* _Exercise details_
Decide whether each statement agrees with the post about the "Surfing the Universe" article: (a) the article can be read online; (b) Distler's blog draws many string theorists; (c) at the end of the article, Garrett is testing another form of E8. Answer each with yes or no plus the deciding words from the post, quoted exactly.

──────── Provided text

Surfing the Universe

This week’s New Yorker has a quite good article by Benjamin Wallace-Wells entitled “Surfing the Universe” about Garrett Lisi and the controversy generated last year by his paper An Exceptionally Simple Theory of Everything (which I wrote about here). Unfortunately the article is not available on-line as far as I know.

One of the main themes of the piece is how Garrett ended up getting enmeshed in the controversy over string theory. I’m quoted as agreeing with the writer’s impression that one thing that got Garrett “enlisted in the string wars” was having my name appear first in his acknowledgements:

“It was probably not the most politic thing to do,” Woit said.

The description of the state of the string theory controversy is pretty accurate. Wallace-Wells got the following from Steven Weinberg

String theory still has great attractions, and there aren’t any alternatives… Well, there are alternatives and they’re worse.

and describes the situation as follows:

In physics, as in politics, the competition is crueller in lean times. “In terms of development of new theories, it has been maybe the slowest period in two centuries,” the science historian Spencer Weart said. By 2006, the fight over string theory had begun to leak out of the scientific community. Smolin and Woit published widely reviewed books criticizing string theory, and USA Today published an account of the assault headlined “HANGING ON BY A THREAD?”

The article explains the role of the arXiv and the blogs:

In recent years, as science reporters and interested amateurs have turned to the arXiv – and as some physics personalities have started blogs – the audience for physics has both expanded and fragmented. “I know for a fact that many of the leading figures in the field read the blogs, but so do high-school science students,” Woit, the Columbia mathematician and string-theory critic, said. “The scary thing is that frequently you can’t tell which is which.” The leading blogs have readerships that, while including some loud dissenters, tend to align with the perspectives of their authors – Distler, of the University of Texas, has a blog that attracts many string theorists and enthusiasts, while Woit’s blog draws more skeptics. It works somewhat in the way the blogosphere operates in politics. Andreas Albrecht, a physics professor at the University of California at Davis, said that the blogs had opened physics to a new sort of populism, one that the academic establishment had to figure out how to manage. “It just pushes thoses buttons,” Albrecht said. “There’s some really good stuff, but a lot of really sloppy stuff.” What you have, in other words, is the erosion of the referee and the rise of a scientific underclass.

The above quotes are from passages about the string theory controversy and ones where I had some involvement, but that’s only one aspect of the piece. There’s quite a lot more about Garrett, his story, and the physics/math context he is working in, together with a reasonable take on its significance, with everyone acknowledging that the ideas he is pursuing have problems and are still not such that success can be claimed. At the end of the article, Garrett explains that he’s still at work, now trying to see if an alternate form of E8 will work better.

Update: Lubos has the usual sort of rant about this. He doesn’t seem to have access to the article itself, so is basing his rant on my extracts. As a result, it includes an extensive personal attack on Spencer Weart….

────────────────
──────── Records

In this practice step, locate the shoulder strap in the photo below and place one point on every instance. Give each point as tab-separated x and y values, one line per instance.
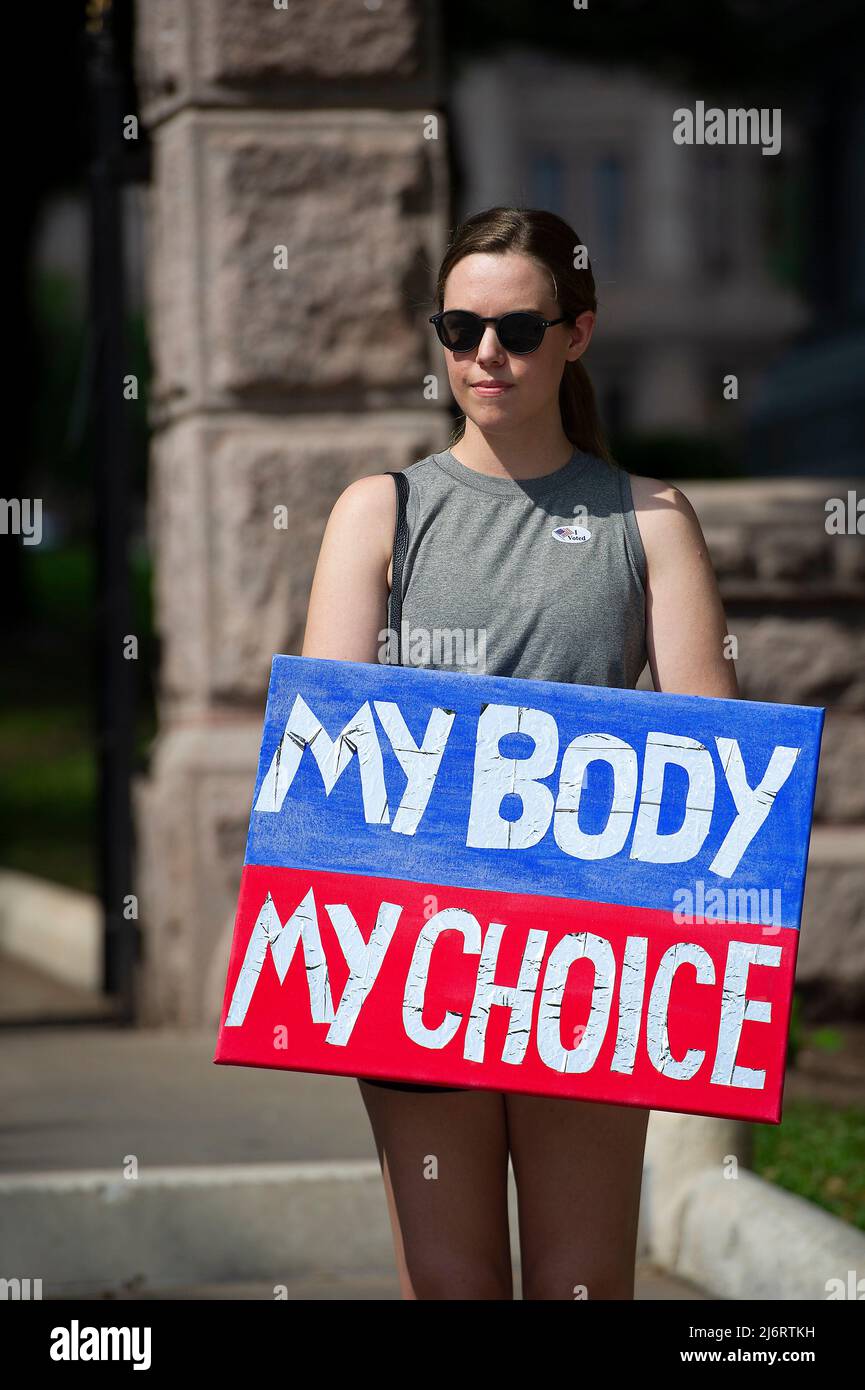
401	542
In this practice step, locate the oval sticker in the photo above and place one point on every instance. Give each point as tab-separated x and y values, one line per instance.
572	533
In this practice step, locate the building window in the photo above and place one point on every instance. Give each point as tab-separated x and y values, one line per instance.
548	181
608	192
716	225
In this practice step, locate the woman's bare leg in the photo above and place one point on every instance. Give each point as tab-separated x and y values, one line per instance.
577	1168
444	1161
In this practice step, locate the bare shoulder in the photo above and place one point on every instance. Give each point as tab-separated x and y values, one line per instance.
363	514
666	520
369	499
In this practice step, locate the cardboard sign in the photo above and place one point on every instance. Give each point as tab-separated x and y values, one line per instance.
523	886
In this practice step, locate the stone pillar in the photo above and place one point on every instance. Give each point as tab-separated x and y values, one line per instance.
296	214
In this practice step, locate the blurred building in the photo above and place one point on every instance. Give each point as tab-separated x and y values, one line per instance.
689	245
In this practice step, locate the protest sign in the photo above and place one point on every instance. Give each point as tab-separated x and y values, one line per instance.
523	886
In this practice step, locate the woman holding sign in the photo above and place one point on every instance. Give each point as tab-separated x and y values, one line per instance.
555	565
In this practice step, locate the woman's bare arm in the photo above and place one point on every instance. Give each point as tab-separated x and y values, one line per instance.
686	624
348	605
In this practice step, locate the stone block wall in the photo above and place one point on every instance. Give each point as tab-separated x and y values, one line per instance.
296	214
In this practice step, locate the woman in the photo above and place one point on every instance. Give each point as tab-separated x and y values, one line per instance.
630	581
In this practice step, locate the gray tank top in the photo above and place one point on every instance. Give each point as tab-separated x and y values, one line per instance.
538	577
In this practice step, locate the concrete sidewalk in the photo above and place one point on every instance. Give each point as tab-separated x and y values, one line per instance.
219	1150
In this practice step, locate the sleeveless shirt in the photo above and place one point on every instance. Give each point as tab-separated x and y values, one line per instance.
531	577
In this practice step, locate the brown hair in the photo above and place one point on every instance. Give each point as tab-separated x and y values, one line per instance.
550	241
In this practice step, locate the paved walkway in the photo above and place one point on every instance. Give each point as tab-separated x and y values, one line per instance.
84	1097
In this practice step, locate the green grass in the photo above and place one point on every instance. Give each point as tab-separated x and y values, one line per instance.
818	1153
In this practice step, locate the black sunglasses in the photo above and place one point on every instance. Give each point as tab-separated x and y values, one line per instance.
459	330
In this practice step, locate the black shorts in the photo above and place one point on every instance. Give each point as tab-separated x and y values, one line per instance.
409	1086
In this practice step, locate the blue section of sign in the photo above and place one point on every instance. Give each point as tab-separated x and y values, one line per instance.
319	830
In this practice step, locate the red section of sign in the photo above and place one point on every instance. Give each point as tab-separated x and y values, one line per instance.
737	1015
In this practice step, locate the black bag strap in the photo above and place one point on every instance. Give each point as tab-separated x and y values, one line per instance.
401	542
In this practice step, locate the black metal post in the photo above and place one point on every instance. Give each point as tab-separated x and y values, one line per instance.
114	666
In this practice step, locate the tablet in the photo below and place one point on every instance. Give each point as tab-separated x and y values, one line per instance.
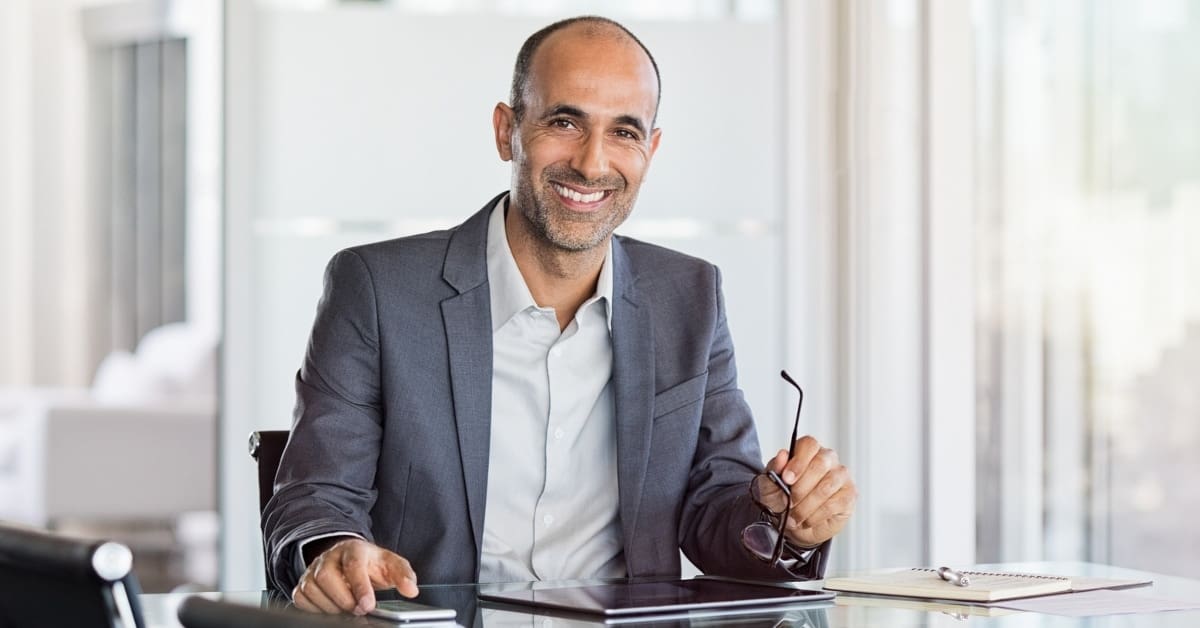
646	598
402	610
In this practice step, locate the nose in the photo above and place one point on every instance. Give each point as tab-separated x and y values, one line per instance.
589	159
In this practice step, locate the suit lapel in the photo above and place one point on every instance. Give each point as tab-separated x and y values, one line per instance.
633	377
468	324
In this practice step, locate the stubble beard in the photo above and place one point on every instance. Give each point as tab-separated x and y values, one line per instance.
551	222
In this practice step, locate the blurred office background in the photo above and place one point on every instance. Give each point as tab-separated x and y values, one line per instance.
966	227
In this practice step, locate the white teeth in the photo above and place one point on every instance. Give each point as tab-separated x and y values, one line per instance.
577	197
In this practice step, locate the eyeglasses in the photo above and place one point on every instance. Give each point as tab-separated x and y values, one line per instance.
765	538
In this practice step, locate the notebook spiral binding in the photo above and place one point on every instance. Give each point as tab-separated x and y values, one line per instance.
1000	574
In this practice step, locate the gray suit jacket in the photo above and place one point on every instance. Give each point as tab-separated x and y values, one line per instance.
393	412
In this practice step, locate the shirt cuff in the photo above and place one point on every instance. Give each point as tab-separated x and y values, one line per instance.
299	560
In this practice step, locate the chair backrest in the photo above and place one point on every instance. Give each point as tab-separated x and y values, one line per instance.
202	612
52	580
267	449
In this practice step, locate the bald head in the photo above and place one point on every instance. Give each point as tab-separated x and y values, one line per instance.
586	27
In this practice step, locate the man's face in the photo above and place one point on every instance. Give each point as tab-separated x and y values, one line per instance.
585	142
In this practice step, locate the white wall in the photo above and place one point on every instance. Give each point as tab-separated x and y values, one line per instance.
360	123
42	196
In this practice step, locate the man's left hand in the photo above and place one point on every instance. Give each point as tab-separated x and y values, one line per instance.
822	491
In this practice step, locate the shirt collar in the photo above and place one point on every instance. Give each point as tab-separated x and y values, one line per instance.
509	292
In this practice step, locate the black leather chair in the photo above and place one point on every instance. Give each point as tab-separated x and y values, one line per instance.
267	449
202	612
53	580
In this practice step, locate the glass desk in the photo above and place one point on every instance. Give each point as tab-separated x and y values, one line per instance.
847	611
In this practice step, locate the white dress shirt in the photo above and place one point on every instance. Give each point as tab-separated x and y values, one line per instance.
552	500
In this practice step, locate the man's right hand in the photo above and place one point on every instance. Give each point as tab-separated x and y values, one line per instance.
345	578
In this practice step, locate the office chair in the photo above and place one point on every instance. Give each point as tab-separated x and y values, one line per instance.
267	449
53	580
202	612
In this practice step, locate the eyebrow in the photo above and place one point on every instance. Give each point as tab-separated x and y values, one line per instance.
575	112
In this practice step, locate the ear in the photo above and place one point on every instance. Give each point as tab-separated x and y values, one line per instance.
655	136
504	125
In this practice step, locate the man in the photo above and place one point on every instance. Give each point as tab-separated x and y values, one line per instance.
526	396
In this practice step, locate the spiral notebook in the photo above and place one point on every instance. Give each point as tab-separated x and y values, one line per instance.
919	582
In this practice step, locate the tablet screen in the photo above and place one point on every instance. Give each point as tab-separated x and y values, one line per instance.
636	598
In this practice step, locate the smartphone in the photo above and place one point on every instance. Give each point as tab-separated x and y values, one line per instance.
400	610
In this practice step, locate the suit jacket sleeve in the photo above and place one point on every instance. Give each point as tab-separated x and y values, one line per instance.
325	482
726	459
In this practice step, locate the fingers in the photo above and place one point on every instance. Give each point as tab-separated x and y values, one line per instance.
345	578
355	568
397	573
823	492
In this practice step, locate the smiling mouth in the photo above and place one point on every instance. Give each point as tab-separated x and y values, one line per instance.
581	197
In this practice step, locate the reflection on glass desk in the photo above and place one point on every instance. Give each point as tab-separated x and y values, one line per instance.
847	611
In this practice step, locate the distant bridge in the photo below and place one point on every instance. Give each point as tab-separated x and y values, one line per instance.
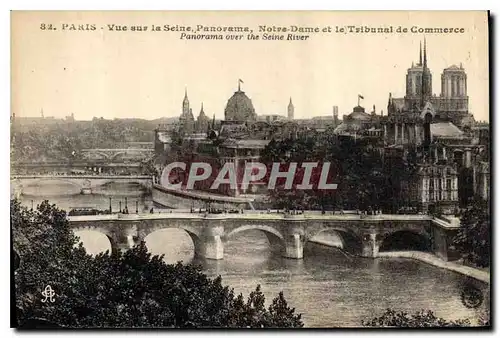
287	234
114	155
85	183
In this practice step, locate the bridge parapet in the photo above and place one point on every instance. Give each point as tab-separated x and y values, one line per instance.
286	233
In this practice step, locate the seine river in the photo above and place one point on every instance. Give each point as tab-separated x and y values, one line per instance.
327	287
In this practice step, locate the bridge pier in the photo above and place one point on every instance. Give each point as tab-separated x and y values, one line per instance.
122	241
370	245
294	247
210	247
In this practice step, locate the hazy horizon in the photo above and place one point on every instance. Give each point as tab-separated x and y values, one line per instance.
144	74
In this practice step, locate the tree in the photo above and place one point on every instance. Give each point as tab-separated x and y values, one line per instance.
473	238
392	318
131	289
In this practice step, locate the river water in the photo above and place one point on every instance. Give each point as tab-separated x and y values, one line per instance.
329	288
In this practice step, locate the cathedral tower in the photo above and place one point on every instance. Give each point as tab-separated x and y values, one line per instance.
419	79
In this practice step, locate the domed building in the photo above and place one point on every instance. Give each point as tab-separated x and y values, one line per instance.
239	107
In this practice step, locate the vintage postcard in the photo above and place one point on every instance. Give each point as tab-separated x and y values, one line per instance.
245	169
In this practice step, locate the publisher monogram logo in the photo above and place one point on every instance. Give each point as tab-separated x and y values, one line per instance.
49	294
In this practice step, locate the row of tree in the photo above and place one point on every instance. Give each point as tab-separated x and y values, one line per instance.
137	289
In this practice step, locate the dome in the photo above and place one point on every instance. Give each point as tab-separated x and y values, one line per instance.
239	108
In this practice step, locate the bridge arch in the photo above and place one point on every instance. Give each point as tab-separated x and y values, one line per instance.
78	184
192	231
274	236
95	155
351	242
96	229
406	240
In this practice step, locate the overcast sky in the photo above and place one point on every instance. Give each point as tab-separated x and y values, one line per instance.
144	74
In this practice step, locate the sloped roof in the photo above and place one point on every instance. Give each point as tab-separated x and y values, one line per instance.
445	129
357	115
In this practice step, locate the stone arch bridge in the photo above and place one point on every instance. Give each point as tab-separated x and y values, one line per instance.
287	234
85	183
131	154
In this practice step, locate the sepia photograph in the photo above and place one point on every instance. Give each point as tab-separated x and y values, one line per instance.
250	169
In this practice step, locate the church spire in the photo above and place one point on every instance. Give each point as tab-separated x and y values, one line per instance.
420	58
425	54
185	104
291	109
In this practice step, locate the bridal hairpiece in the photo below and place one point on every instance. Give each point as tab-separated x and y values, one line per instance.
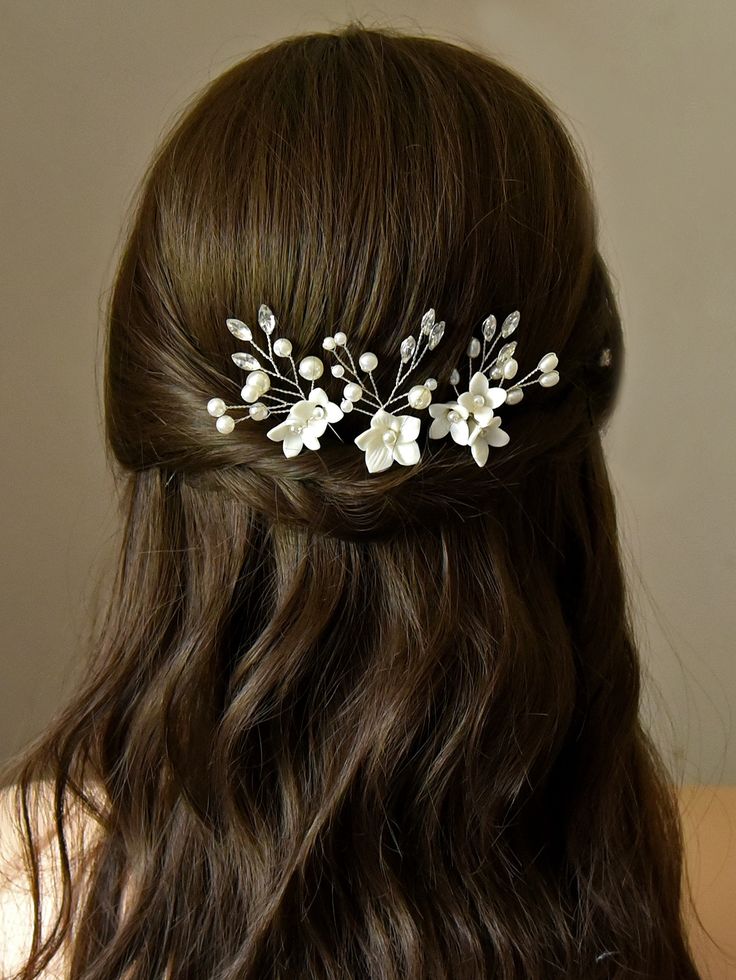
469	419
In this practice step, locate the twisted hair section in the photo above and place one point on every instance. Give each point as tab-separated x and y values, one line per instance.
345	725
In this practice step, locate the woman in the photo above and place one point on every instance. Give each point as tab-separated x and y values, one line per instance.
365	699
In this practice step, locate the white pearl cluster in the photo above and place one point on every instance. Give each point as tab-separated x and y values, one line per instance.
469	419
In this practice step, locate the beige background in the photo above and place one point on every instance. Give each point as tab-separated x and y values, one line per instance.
647	87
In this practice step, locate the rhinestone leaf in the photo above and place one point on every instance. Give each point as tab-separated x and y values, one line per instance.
435	335
408	346
266	319
510	323
506	352
246	361
489	327
239	329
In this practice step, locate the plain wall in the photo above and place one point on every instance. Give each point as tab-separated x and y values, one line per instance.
647	89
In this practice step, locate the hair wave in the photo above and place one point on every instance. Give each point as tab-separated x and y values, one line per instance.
340	724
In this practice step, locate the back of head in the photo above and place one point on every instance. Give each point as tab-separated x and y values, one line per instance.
349	723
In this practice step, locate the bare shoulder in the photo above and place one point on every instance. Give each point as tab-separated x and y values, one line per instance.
709	829
17	909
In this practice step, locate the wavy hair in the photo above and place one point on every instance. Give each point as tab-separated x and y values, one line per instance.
339	724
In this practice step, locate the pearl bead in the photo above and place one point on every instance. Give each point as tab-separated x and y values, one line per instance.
259	381
282	347
259	411
311	368
548	363
216	406
419	396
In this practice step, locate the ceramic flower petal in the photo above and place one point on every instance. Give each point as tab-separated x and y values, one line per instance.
439	427
406	453
496	396
334	412
459	432
280	431
479	449
302	411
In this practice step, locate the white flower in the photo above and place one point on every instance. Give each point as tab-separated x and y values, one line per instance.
306	421
480	399
449	417
483	436
390	437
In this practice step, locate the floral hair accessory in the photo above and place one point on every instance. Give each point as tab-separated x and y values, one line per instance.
392	436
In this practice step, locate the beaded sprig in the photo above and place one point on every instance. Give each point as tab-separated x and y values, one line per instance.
469	419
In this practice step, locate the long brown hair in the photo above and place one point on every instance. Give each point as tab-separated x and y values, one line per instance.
362	725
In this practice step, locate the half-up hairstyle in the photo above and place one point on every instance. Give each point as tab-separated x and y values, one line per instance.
349	725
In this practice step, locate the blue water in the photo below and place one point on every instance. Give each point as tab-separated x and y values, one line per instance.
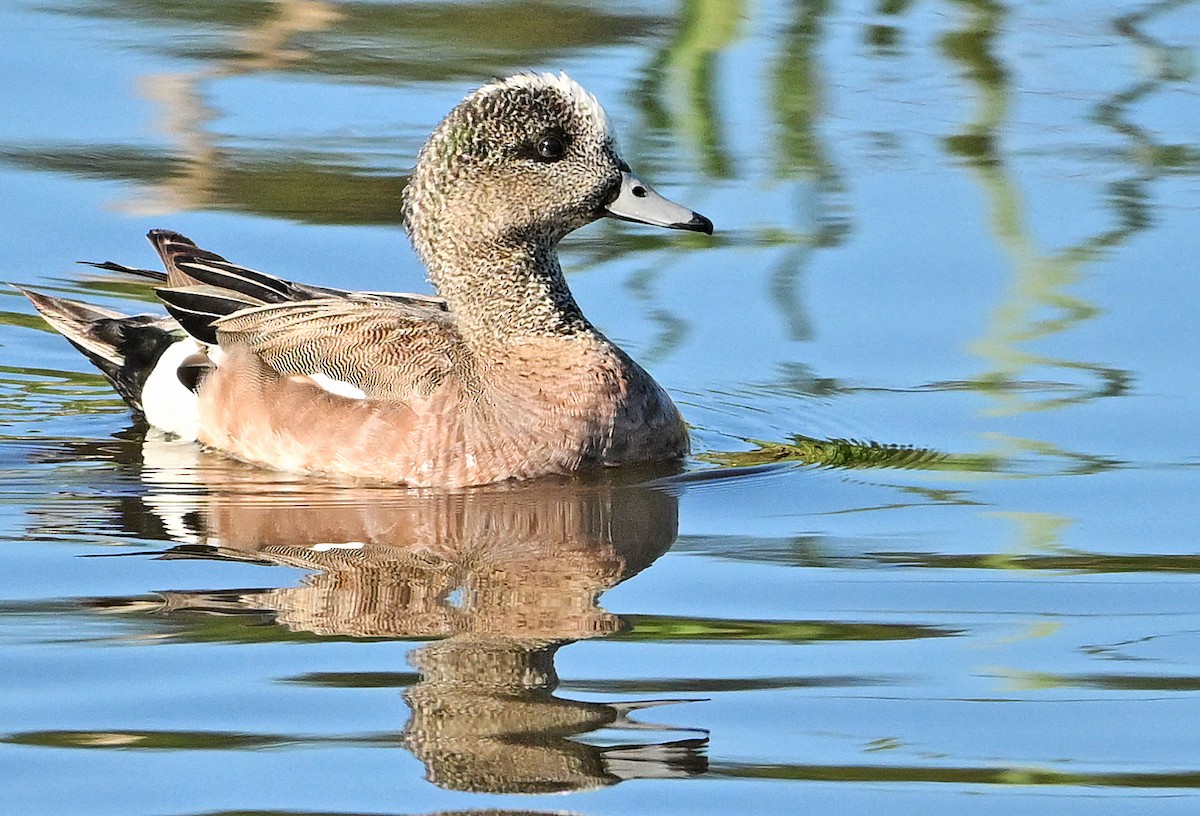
935	549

────────────────

* _Expected answer_
(a) No: "Unfortunately the article is not available on-line as far as I know."
(b) Yes: "Distler, of the University of Texas, has a blog that attracts many string theorists and enthusiasts"
(c) Yes: "now trying to see if an alternate form of E8 will work better."